-- Tarefas escritas --
- 1) Qual personalidade do passado o texto sobre negacionismo racial cita como fervorosa defensora da eugenia?
- 2) De acordo com o texto sobre negacionismo racial, com que objetivo os seguidores das fanpages alegam que esses figurões eram apenas fruto de sua época? Responda em até três frases.
- 3) Por favor, continue o texto sobre negacionismo racial a partir do ponto em que ele para.

-- Trecho fornecido --
>>>
Dois absurdos
Ronald
Augusto[1]
Primeiro
O negacionismo de nossa
formação no tocante às questões raciais se manifesta de variados modos. Se não,
vejamos. Algumas pessoas tentam livrar a cara de intelectuais e personalidades
do passado (Monteiro Lobato foi um deles), fervorosos defensores da eugenia,
por exemplo. Os seguidores-criadores das fanpages
desses figurões brancos argumentam que eles eram apenas fruto de uma época onde
essa ideia era aceita ou generalizada sem mais. Com isso tentam dar uma
dimensão antes culposa do que dolosa às suas intervenções. Mas se levássemos a
sério a defesa acima, então alguém poderia afirmar o seguinte: “Ah, sim, de
fato, tanto é verdade que todos os negros africanos do período colonial cruzaram
voluntariamente o atlântico para viver uma vida de escravo ao pé do sinhozinho
mais próximo, pois estavam bem informados acerca do conhecimento e das ideias
de seu tempo e, naturalmente, aceitavam-nas”. Reductio
ad absurdum I.
<<<
-- Registros exibidos --
>>>
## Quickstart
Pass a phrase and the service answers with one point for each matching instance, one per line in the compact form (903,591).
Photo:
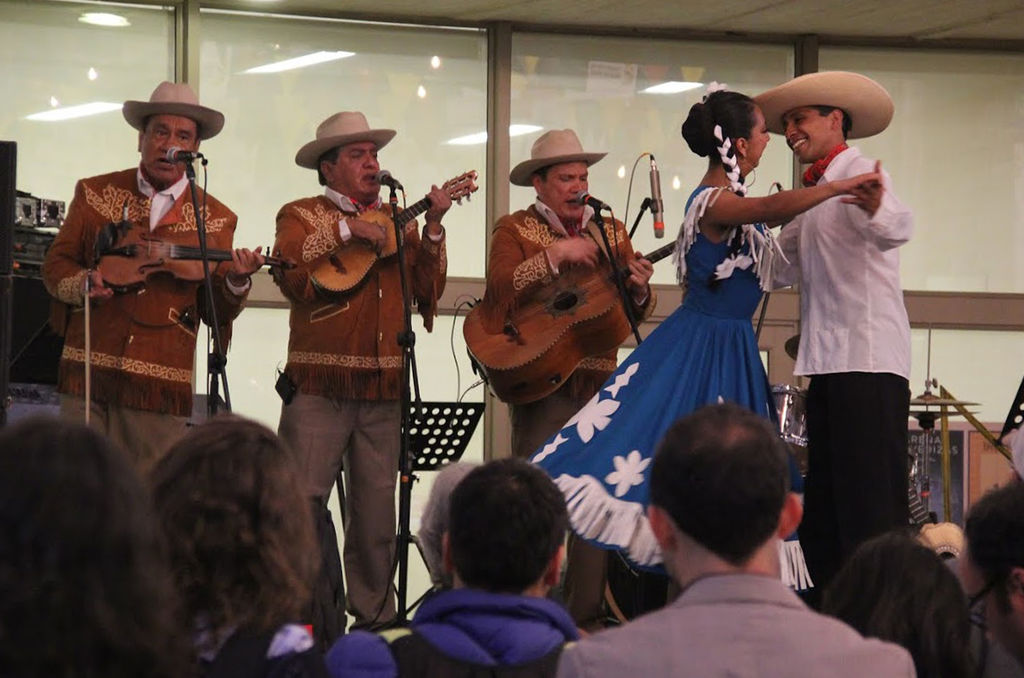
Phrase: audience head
(84,586)
(238,524)
(721,477)
(434,521)
(507,523)
(896,589)
(729,130)
(993,568)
<<<
-- Respostas por tarefa --
- 1) Monteiro Lobato.

- 2) Com esse argumento, eles tentam dar às intervenções desses figurões uma dimensão mais culposa do que dolosa. Assim procuram livrar a cara deles pela defesa da eugenia.

- 3)
Meu caro interlocutor, meu
desigual, o lance é o seguinte, não se trata apenas de denunciar (ou de
reivindicar) quem começou primeiro isto ou aquilo, não é bem isso. Esta
sequência de considerações surgiu de uma irritação recorrente (para mim,
evidentemente) relativa à facilidade com que ficamos “sensibilizados” com umas
coisas e não com outras. Por exemplo, fico aturdido com as estatísticas sobre
as mortes violentas de jovens negros e, além disso, com os números sobre as
mortes de mulheres negras, pois enfrentamos um genocídio “silencioso”.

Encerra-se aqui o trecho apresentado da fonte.